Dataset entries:
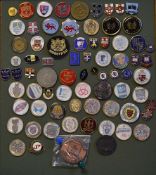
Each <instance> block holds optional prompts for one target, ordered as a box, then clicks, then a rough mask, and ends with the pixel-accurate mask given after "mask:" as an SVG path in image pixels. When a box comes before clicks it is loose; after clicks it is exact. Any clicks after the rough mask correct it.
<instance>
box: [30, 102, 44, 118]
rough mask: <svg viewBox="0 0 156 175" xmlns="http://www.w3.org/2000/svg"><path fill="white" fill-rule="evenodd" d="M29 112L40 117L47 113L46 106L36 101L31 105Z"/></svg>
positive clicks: (38, 116)
mask: <svg viewBox="0 0 156 175" xmlns="http://www.w3.org/2000/svg"><path fill="white" fill-rule="evenodd" d="M31 112H32V114H33V115H34V116H37V117H41V116H43V115H44V114H45V113H46V112H47V105H46V103H45V102H44V101H43V100H36V101H34V102H33V103H32V104H31Z"/></svg>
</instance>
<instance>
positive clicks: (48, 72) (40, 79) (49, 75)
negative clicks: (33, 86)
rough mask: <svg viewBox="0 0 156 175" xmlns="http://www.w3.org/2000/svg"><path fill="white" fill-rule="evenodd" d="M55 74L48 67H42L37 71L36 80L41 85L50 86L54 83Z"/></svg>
mask: <svg viewBox="0 0 156 175" xmlns="http://www.w3.org/2000/svg"><path fill="white" fill-rule="evenodd" d="M56 81H57V74H56V72H55V70H54V69H52V68H50V67H43V68H41V69H40V70H39V71H38V73H37V82H38V84H39V85H40V86H41V87H44V88H50V87H53V86H54V85H55V84H56Z"/></svg>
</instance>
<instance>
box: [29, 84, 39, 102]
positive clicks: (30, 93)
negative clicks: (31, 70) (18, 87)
mask: <svg viewBox="0 0 156 175" xmlns="http://www.w3.org/2000/svg"><path fill="white" fill-rule="evenodd" d="M26 93H27V96H28V97H29V98H30V99H33V100H36V99H39V98H40V97H41V96H42V87H41V86H40V85H39V84H37V83H31V84H29V85H28V87H27V90H26Z"/></svg>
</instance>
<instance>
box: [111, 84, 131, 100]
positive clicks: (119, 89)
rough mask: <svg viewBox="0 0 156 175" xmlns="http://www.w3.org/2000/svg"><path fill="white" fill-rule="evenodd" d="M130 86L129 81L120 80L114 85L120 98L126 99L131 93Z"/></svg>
mask: <svg viewBox="0 0 156 175" xmlns="http://www.w3.org/2000/svg"><path fill="white" fill-rule="evenodd" d="M130 91H131V90H130V87H129V85H128V84H127V83H124V82H119V83H117V84H116V85H115V87H114V94H115V96H116V97H118V98H120V99H125V98H127V97H128V96H129V95H130Z"/></svg>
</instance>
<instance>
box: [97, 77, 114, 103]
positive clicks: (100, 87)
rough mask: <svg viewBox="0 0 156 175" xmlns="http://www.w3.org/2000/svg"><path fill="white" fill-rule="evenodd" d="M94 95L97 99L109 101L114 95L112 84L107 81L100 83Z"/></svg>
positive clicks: (99, 99) (101, 82)
mask: <svg viewBox="0 0 156 175" xmlns="http://www.w3.org/2000/svg"><path fill="white" fill-rule="evenodd" d="M94 93H95V96H96V98H97V99H99V100H107V99H108V98H110V97H111V95H112V87H111V84H110V83H109V82H108V81H106V80H102V81H100V82H99V83H97V84H96V85H95V86H94Z"/></svg>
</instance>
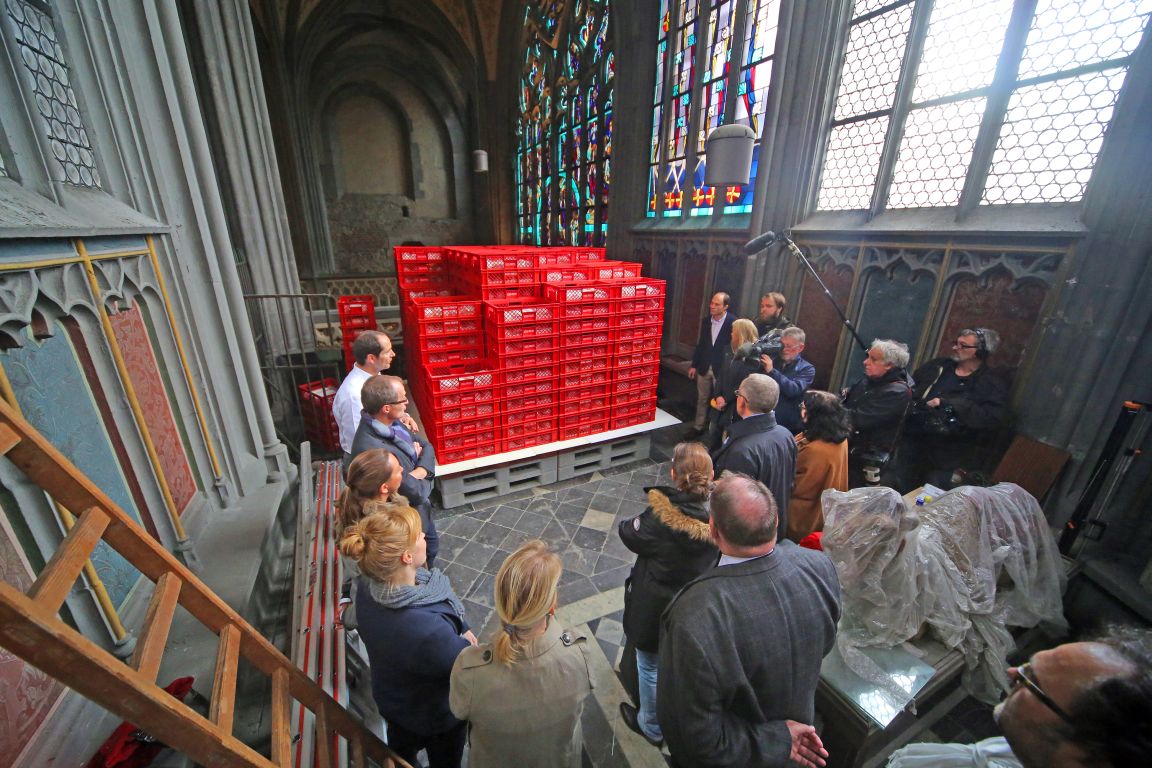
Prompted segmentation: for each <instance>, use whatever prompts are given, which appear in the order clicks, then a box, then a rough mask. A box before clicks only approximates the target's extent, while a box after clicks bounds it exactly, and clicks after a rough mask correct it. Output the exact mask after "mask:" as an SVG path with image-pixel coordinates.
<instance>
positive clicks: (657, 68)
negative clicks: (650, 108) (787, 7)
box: [647, 0, 780, 218]
mask: <svg viewBox="0 0 1152 768" xmlns="http://www.w3.org/2000/svg"><path fill="white" fill-rule="evenodd" d="M779 16H780V0H662V2H661V3H660V38H659V40H658V44H657V78H655V79H657V85H655V99H654V104H653V107H652V142H651V150H652V154H651V157H650V158H649V164H650V172H649V205H647V215H649V216H657V215H659V216H666V218H672V216H683V215H691V216H710V215H714V214H715V213H748V212H750V211H751V210H752V193H753V190H755V189H756V170H757V167H758V165H759V164H758V160H759V136H760V134H761V132H763V129H764V124H763V123H764V117H765V107H766V105H767V94H768V85H770V82H771V79H772V60H773V58H774V55H775V40H776V28H778V24H779ZM697 62H698V63H699V67H697ZM726 123H740V124H745V126H750V127H751V128H752V129H753V131H756V136H757V144H756V146H755V147H753V154H752V174H751V177H750V180H749V183H748V184H745V185H740V187H727V188H723V189H715V188H712V187H706V185H705V184H704V176H705V172H706V169H707V157H706V154H705V140H706V139H707V136H708V135H710V134H711V132H712V131H713V130H714V129H715V128H718V127H719V126H722V124H726ZM690 137H692V140H690ZM689 169H690V173H689Z"/></svg>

**WORK REQUEST**: Copy the records above precisely, and leave every image out of the copy.

**OUTPUT OF THE EXERCISE**:
Each <instance> block holds optional prompts for one target, ordered as a box, then clicks, then a rough mask, and ends with the pixel-accurate mask given after "mask:" as an SVG path in image pixels. When a box comes before clicks it is loose; after clicks it is exact. Any clicks after the rough mask correct it.
<instance>
box: [30, 102, 44, 118]
rough mask: <svg viewBox="0 0 156 175" xmlns="http://www.w3.org/2000/svg"><path fill="white" fill-rule="evenodd" d="M29 112L40 117L47 113L46 106L36 101L31 105Z"/></svg>
positive clicks: (38, 116)
mask: <svg viewBox="0 0 156 175" xmlns="http://www.w3.org/2000/svg"><path fill="white" fill-rule="evenodd" d="M31 112H32V114H33V115H34V116H37V117H41V116H43V115H44V114H45V113H46V112H47V105H46V103H45V102H44V101H43V100H36V101H34V102H33V103H32V104H31Z"/></svg>
</instance>
<instance>
positive clicks: (48, 72) (40, 79) (49, 75)
negative clicks: (33, 86)
rough mask: <svg viewBox="0 0 156 175" xmlns="http://www.w3.org/2000/svg"><path fill="white" fill-rule="evenodd" d="M55 74L48 67H42L37 71L36 80L41 85L50 86L54 83Z"/></svg>
mask: <svg viewBox="0 0 156 175" xmlns="http://www.w3.org/2000/svg"><path fill="white" fill-rule="evenodd" d="M56 81H57V74H56V72H55V70H54V69H52V68H50V67H43V68H41V69H40V70H39V71H38V73H37V82H38V84H39V85H40V86H41V87H44V88H50V87H53V86H54V85H55V84H56Z"/></svg>
</instance>
<instance>
box: [29, 84, 39, 102]
positive clicks: (30, 93)
negative clicks: (31, 70) (18, 87)
mask: <svg viewBox="0 0 156 175" xmlns="http://www.w3.org/2000/svg"><path fill="white" fill-rule="evenodd" d="M26 93H27V96H28V97H29V98H30V99H33V100H36V99H39V98H40V97H41V96H42V87H41V86H40V85H39V84H37V83H31V84H29V85H28V87H27V90H26Z"/></svg>
</instance>
<instance>
box: [111, 84, 131, 100]
positive clicks: (119, 89)
rough mask: <svg viewBox="0 0 156 175" xmlns="http://www.w3.org/2000/svg"><path fill="white" fill-rule="evenodd" d="M130 86L129 81L120 80L114 85L120 98L126 99L131 93Z"/></svg>
mask: <svg viewBox="0 0 156 175" xmlns="http://www.w3.org/2000/svg"><path fill="white" fill-rule="evenodd" d="M130 91H131V90H130V87H129V85H128V84H127V83H124V82H119V83H117V84H116V85H115V87H114V94H115V96H116V97H118V98H120V99H125V98H127V97H128V96H129V95H130Z"/></svg>
</instance>
<instance>
box: [97, 77, 114, 103]
positive clicks: (100, 87)
rough mask: <svg viewBox="0 0 156 175" xmlns="http://www.w3.org/2000/svg"><path fill="white" fill-rule="evenodd" d="M94 95L97 99L109 101L114 95L112 84L107 81L100 83Z"/></svg>
positive clicks: (99, 99) (101, 82)
mask: <svg viewBox="0 0 156 175" xmlns="http://www.w3.org/2000/svg"><path fill="white" fill-rule="evenodd" d="M94 93H95V96H96V98H97V99H99V100H107V99H108V98H110V97H111V95H112V87H111V84H110V83H109V82H108V81H106V80H102V81H100V82H99V83H97V84H96V85H95V86H94Z"/></svg>
</instance>
Prompted segmentation: for each <instance>, use whatever prompts are given, which appear in the order clicks, then a box, then a rough mask. A box before clicks only approximates the target's extent, while a box after clicks bounds it exactly, and clicks after a rough mask correct it. Output the exact mask after "mask:" as an SVG path with image-pixel coordinates.
<instance>
positive clicks: (657, 68)
negative clicks: (650, 108) (787, 7)
box: [647, 0, 780, 218]
mask: <svg viewBox="0 0 1152 768" xmlns="http://www.w3.org/2000/svg"><path fill="white" fill-rule="evenodd" d="M779 16H780V0H662V2H661V3H660V38H659V40H658V44H657V78H655V79H657V85H655V99H654V104H653V107H652V142H651V150H652V154H651V157H650V158H649V164H650V172H649V205H647V215H649V216H657V215H659V216H666V218H672V216H683V215H691V216H710V215H714V214H715V213H748V212H750V211H751V210H752V193H753V190H755V189H756V170H757V167H758V165H759V164H758V160H759V136H760V134H761V132H763V129H764V124H763V123H764V117H765V107H766V105H767V94H768V85H770V82H771V79H772V60H773V58H774V55H775V40H776V28H778V24H779ZM697 62H698V63H699V67H697ZM726 123H740V124H745V126H750V127H751V128H752V129H753V131H756V136H757V144H756V146H755V147H753V154H752V174H751V177H750V180H749V183H748V184H745V185H740V187H727V188H723V189H715V188H712V187H706V185H705V184H704V176H705V172H706V169H707V157H706V154H705V140H706V139H707V136H708V135H710V134H711V132H712V131H713V130H714V129H715V128H718V127H719V126H722V124H726ZM690 137H692V140H690ZM689 169H690V173H689Z"/></svg>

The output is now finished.